WORK ORDER: Only the lines from the one containing "Target: metal baking sheet" through the last line of the data below belong in your answer, copied exactly and without pictures.

------------------------------

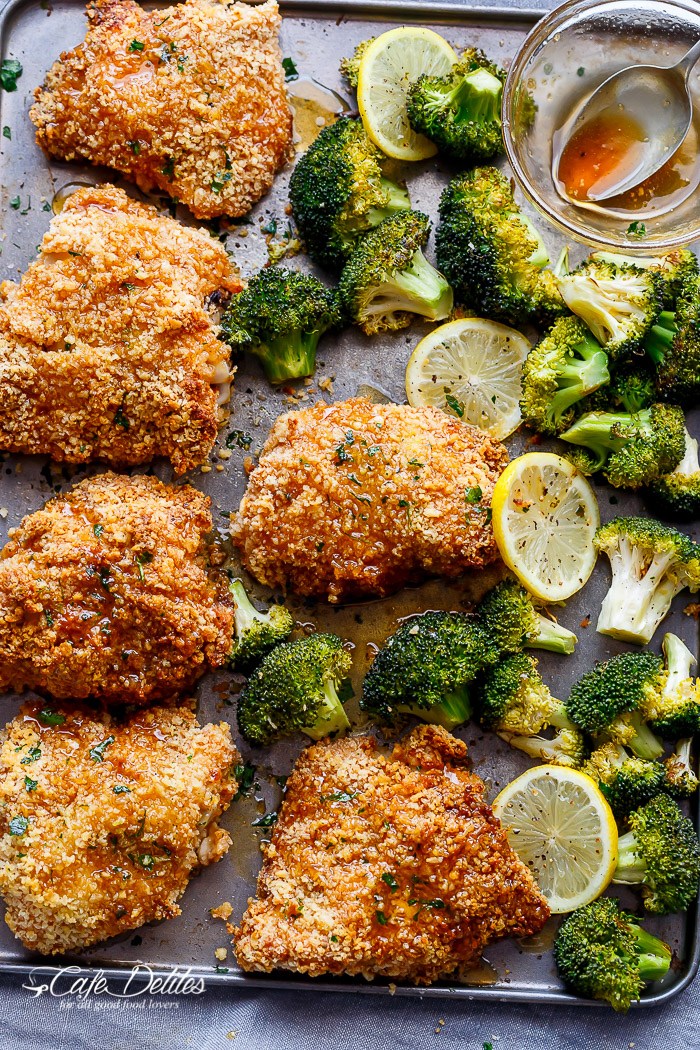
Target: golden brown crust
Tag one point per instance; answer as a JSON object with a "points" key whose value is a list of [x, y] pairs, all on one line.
{"points": [[391, 866], [107, 350], [91, 862], [188, 99], [107, 592], [355, 499]]}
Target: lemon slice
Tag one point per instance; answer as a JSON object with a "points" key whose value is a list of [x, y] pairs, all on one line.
{"points": [[545, 516], [388, 65], [470, 369], [559, 825]]}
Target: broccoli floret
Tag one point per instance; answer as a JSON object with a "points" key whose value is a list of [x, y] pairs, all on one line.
{"points": [[491, 254], [621, 684], [673, 343], [619, 303], [461, 111], [626, 780], [280, 317], [351, 67], [425, 669], [511, 621], [602, 952], [675, 269], [387, 278], [558, 372], [661, 853], [513, 698], [677, 495], [674, 708], [256, 632], [338, 192], [295, 689], [632, 450], [651, 563], [681, 779]]}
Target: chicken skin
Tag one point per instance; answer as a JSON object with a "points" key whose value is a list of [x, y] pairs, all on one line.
{"points": [[356, 499], [108, 592], [103, 822], [108, 348], [189, 100], [385, 866]]}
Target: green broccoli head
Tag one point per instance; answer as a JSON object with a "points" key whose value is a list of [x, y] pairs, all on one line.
{"points": [[511, 621], [425, 669], [651, 563], [461, 111], [619, 303], [280, 317], [602, 952], [513, 698], [677, 495], [674, 708], [673, 344], [560, 371], [387, 278], [632, 450], [338, 192], [295, 690], [626, 780], [616, 686], [351, 67], [257, 632], [491, 254], [681, 780], [660, 853]]}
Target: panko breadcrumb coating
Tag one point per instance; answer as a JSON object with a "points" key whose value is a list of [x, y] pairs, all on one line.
{"points": [[385, 866], [108, 349], [108, 592], [357, 499], [102, 822], [189, 100]]}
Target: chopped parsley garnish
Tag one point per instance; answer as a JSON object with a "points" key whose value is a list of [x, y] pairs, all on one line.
{"points": [[11, 70], [98, 753]]}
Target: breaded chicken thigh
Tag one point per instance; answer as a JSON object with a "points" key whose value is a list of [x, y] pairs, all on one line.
{"points": [[108, 592], [385, 866], [107, 347], [357, 499], [103, 822], [189, 100]]}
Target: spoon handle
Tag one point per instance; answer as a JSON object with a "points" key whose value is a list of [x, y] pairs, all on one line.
{"points": [[688, 60]]}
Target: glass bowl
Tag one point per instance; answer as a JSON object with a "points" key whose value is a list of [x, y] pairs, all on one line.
{"points": [[565, 58]]}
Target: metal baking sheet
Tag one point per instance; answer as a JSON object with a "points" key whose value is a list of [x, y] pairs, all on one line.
{"points": [[315, 35]]}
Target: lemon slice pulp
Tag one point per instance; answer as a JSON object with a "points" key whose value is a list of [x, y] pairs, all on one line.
{"points": [[388, 67], [545, 516], [560, 825], [471, 369]]}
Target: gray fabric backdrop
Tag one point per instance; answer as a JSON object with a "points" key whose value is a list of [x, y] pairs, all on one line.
{"points": [[218, 1020]]}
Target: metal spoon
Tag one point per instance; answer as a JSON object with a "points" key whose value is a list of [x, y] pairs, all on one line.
{"points": [[657, 99]]}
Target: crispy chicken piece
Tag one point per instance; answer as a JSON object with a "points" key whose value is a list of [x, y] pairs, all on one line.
{"points": [[188, 99], [357, 499], [108, 349], [102, 822], [385, 866], [108, 592]]}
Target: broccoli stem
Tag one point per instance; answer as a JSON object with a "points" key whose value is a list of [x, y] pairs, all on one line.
{"points": [[654, 958], [659, 339], [631, 867], [290, 356], [331, 715], [552, 636]]}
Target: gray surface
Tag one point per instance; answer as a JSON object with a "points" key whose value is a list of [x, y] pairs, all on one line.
{"points": [[267, 1019]]}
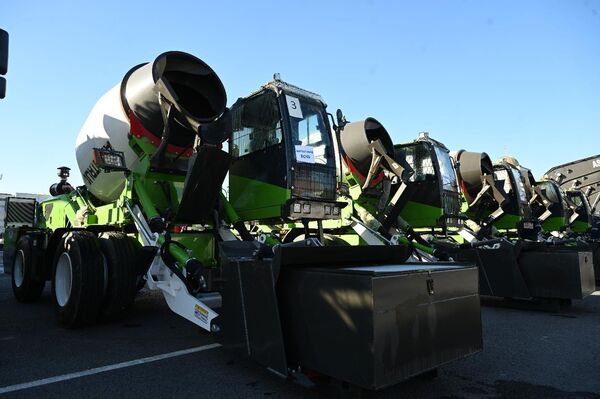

------------------------------

ANSWER TO THIS EXERCISE:
Target: metal baking sheet
Tag one point per instance; answer as a JSON object with a "points" key whose value is a list of [x, y] pairs, all on one line.
{"points": [[315, 35]]}
Target: lemon slice pulp
Tag one point per instance; answer as a JSON object with a "points" key whose value is a list of [x, y] pairs, all on one line.
{"points": [[388, 67], [545, 516], [560, 825], [471, 369]]}
Target: gray fabric backdrop
Tag one point per instance; answer as a JSON object with a "points" key whose value is a list of [x, y] pairs, all on one line.
{"points": [[218, 1020]]}
Target: metal spoon
Tag one point per instance; answer as a JSON object with a "points" key whose value is a list of [x, y] pairs, all on one line.
{"points": [[657, 99]]}
Target: crispy chicken piece
Tag one point per instance; answer as a JSON object with a "points" key whose value is a list of [x, y] pairs, all on one line.
{"points": [[188, 99], [357, 499], [108, 349], [102, 822], [385, 866], [108, 592]]}
Target: broccoli stem
Tag one point per instance; answer as a JSON object with a "points" key whose value is a list of [x, y] pairs, all on one line.
{"points": [[654, 958], [659, 339], [631, 867], [290, 356], [331, 715], [552, 636]]}
Target: gray surface
Tag one point per instance; answer as a JSON object with a "points" key whose value is a list of [x, y] pairs, all on one line.
{"points": [[267, 1019]]}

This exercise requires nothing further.